# GOAL
The listing must be reproduced in full, exactly as it stands.

# MATERIAL SUPPLIED

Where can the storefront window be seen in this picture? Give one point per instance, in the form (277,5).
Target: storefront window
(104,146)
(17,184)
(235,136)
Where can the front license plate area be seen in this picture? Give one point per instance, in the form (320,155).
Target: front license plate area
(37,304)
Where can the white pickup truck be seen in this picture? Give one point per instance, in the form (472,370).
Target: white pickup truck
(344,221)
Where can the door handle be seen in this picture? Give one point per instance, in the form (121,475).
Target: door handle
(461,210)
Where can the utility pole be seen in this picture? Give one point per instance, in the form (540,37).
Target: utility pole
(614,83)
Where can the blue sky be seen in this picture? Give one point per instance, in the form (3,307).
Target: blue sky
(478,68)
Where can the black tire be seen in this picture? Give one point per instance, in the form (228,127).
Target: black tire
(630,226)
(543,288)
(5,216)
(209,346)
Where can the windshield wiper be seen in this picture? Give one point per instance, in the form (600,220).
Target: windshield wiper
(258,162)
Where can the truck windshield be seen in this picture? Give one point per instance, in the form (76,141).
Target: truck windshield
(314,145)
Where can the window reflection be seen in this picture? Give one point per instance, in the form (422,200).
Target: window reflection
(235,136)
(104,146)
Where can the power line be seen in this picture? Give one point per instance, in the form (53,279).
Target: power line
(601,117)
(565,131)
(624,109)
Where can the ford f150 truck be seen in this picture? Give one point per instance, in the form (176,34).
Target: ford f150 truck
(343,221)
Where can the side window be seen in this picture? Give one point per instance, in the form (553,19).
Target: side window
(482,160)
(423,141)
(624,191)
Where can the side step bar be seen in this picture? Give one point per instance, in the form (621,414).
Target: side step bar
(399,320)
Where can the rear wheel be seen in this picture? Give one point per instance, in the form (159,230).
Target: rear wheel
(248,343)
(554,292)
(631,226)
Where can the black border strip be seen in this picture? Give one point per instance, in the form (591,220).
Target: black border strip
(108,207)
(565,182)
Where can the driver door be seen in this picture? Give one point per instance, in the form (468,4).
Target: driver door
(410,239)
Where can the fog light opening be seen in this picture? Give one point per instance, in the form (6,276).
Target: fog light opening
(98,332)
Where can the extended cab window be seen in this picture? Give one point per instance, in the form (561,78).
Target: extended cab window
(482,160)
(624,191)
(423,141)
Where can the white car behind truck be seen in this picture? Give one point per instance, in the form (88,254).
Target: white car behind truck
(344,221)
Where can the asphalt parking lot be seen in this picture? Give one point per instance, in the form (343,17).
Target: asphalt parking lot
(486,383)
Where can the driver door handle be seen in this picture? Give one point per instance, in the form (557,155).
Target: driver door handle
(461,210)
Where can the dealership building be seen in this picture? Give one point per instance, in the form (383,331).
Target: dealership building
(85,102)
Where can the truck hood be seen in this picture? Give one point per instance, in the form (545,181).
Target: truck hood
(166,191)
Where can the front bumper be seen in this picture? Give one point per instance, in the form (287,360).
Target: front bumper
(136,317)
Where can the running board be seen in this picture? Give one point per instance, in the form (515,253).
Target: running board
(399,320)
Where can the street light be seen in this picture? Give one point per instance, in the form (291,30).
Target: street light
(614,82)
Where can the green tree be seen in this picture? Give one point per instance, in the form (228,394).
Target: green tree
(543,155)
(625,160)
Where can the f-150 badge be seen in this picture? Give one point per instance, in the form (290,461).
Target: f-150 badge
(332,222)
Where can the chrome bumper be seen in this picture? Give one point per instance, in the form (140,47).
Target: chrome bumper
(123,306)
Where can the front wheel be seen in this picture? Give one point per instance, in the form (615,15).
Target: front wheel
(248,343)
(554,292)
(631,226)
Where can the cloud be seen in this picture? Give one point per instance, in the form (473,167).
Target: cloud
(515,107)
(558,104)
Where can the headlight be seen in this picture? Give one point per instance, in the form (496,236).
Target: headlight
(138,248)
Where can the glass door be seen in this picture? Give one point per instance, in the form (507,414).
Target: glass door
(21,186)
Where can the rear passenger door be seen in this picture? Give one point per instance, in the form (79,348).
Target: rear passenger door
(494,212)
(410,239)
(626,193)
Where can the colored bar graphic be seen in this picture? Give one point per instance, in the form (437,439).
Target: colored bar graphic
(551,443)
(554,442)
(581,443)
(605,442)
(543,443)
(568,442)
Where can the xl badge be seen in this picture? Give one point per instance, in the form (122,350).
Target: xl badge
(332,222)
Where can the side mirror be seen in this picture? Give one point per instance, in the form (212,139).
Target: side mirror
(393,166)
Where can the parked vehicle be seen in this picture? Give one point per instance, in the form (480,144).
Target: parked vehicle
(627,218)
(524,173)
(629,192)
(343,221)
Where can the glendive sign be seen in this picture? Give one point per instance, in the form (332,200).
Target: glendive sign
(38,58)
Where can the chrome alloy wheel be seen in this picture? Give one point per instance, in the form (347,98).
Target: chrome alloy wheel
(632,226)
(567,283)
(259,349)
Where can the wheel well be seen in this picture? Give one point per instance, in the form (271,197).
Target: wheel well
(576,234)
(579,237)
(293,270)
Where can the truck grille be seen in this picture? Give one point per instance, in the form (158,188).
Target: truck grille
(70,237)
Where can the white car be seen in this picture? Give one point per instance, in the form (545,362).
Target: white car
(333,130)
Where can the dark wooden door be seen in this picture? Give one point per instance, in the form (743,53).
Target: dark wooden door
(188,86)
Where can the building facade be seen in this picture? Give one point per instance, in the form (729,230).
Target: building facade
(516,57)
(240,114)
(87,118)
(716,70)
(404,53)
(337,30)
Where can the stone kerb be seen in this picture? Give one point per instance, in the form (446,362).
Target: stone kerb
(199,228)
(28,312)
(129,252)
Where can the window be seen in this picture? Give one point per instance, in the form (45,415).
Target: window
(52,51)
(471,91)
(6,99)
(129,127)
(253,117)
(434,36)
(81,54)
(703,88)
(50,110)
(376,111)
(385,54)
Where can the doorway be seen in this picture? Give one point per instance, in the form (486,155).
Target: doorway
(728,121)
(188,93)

# RESPONSE TO THE TASK
Where can the storefront window be seen in this picture? Give one point per instance, in the form (277,5).
Target: storefront window
(104,146)
(17,184)
(235,136)
Where can the front license plate area be seen in this picture? Give one point per instance, in the form (320,155).
Target: front license plate area
(37,304)
Where can the white pickup truck be seen in this picture? Give one point per instance, in the form (472,370).
Target: white pickup truck
(344,221)
Where can the door handle be seen in this picture? Give one point per instance, in the form (121,475).
Target: door handle
(461,210)
Where can the utility pole be seen in this picture? Give one point per instance, in the form (540,37).
Target: utility pole
(614,83)
Where can the blue sky be seen in this picture? Give one point per instance, in the form (3,307).
Target: blue sky
(478,68)
Where can the black tire be seen in this picture? Give one point per instance, in the form (228,127).
Target: black tire
(630,226)
(543,288)
(5,216)
(209,346)
Where can the windshield wiper be seen in this picture? Give one point per instance, in the form (600,220).
Target: windshield wiper
(258,162)
Where can the truck windshield be seen in this picture? Give one point per instance, in the form (76,141).
Target: truck windshield
(314,145)
Where can the window reflection be seen in this picture? Give one point per instance, in the form (422,200).
Target: window reflection
(235,136)
(104,146)
Where can the power line be seen in this picture? Give one point per instance, in the form (53,279).
Target: power line
(601,117)
(565,131)
(624,109)
Where can the ford f150 truck be seen in this picture? Give one point per instance, in the form (176,34).
Target: ford f150 truck
(343,221)
Where can the side window be seen in this picture? Give one point per instance, in the form (553,19).
Target: side window
(482,160)
(423,141)
(624,191)
Where can the side step bar be seen in this picture? Give one point per instance, in the form (621,414).
Target: side step bar
(399,320)
Where can the rear wheel be seen in this picture? Give one point per instance, in the form (159,230).
Target: rear wheel
(248,343)
(554,292)
(631,226)
Where can the black border strip be seen in this picture? Give one point per instance, in the form (591,220).
Target: black border strip
(108,207)
(565,182)
Where can the driver door be seen in this picture? Give one point per instance, in the form (468,4).
Target: driver door
(410,239)
Where can the fog light opening be seen in this picture? Give one point per instance, in the form (6,276).
Target: fog light opening
(98,332)
Where can the extended cab window be seen in this picture? Give one point per instance, in the form (561,78).
Target: extended cab window
(482,160)
(624,191)
(423,141)
Where can the white car behind truck be seen in this picture? Give one point per instance, in the form (88,254).
Target: white car behind truck
(344,221)
Where can the asphalt parking lot be seen in this picture? Give one point per instance, in the form (343,17).
Target: asphalt parking lot
(486,383)
Where can the driver door handle be seen in this picture? Give one point per instance, in the form (557,155).
Target: driver door handle
(461,210)
Where can the dealership building be seen in this picture? Give one point per instance, in the form (383,331).
Target: dealership building
(85,102)
Where can the truck hood be seen in this picture? Give one point per instance, in the form (545,181).
Target: truck hood
(166,191)
Where can the front bumper be seen in this picture? Give one point per instance, in the form (287,360).
Target: front bumper
(136,317)
Where can the running board be seen in this picture? Give one point per instance, in the form (515,253).
Target: running board
(399,320)
Where can the street light be seen in this picture? Give one point per instance, in the form (291,30).
Target: street light
(614,82)
Where can the green tree be seen in this picture? Give one point per instance, in the form (228,394).
Target: green tree
(543,155)
(625,160)
Where can the f-150 badge be seen in this picture? Give one point per instance, in the form (290,461).
Target: f-150 badge
(332,222)
Where can the chrome bumper be seen in this picture? Give one point per instance, in the form (140,47).
Target: chrome bumper
(123,306)
Where can the front wheel be seen in this picture? Give one point per instance, in the form (615,15).
Target: front wheel
(248,343)
(554,292)
(631,226)
Where can the cloud be seen in this picture? Give one point per instance, in the form (473,167).
Target: cloud
(515,107)
(558,104)
Where can the headlight be seen in this picture? Give one point per instance, in the form (496,236).
Target: headlight
(138,248)
Where can the glass door be seen in this picture? Give one point per instance, in the form (507,414).
Target: glass door
(21,186)
Where can the rear passenger door be seen in this picture? Give one point per instance, in the form (79,348).
Target: rear passenger door
(494,212)
(410,239)
(626,193)
Where can the colored bar graphic be seen in this picture? Give one point per instance, in the form (437,439).
Target: colored bar graphic
(551,443)
(554,442)
(581,443)
(605,442)
(543,443)
(568,442)
Where can the xl badge be seen in this picture? Give one point per instance, in the form (122,350).
Target: xl badge
(332,222)
Where can the side mirror be seen in this picture? Give one point per instance, in the form (212,139).
Target: side mirror
(393,166)
Where can the parked vehicle be seen in this picture? Give one point per instance, in the form (480,144).
Target: parked vehicle
(627,218)
(524,173)
(629,192)
(343,221)
Where can the glendive sign be seen in this picture? Give one point per instance, in the form (332,200).
Target: glendive sign
(38,58)
Where can the chrome alloy wheel be seen in this picture? Give one point per instance, in the form (347,98).
Target: chrome alloy wheel
(632,226)
(567,283)
(259,349)
Where can the wheel well be seen in this picture? Give one point per instance, in the form (271,197).
Target: wheel well
(576,234)
(579,237)
(293,270)
Where can the truck grille be seen in this picture? Give one point per instance, in the form (158,188).
Target: truck grille
(70,237)
Where can the white car be seen in this picture? Give one point per instance, in the form (545,362).
Target: white car
(333,130)
Where can the dark wooden door be seen in this picture? Give one point per instance, in the form (743,53).
Target: dark wooden door
(188,86)
Where can the building facade be seen in this picture? Give one point per instance, in the form (729,230).
Target: building facade
(516,57)
(240,114)
(87,118)
(716,70)
(404,53)
(337,30)
Where can the stone kerb be seen in this picture? Give one point per instance, in the form (446,362).
Target: stone kerb
(199,228)
(28,312)
(129,252)
Where can the window be seen in this picture? Give one point per instance, in the form (45,415).
Target: window
(52,51)
(471,91)
(6,99)
(129,127)
(253,117)
(434,36)
(81,54)
(703,88)
(50,110)
(376,111)
(385,54)
Where can the doorway be seen in this picture? Give one point per instance, in the form (486,155).
Target: doorway
(728,121)
(188,93)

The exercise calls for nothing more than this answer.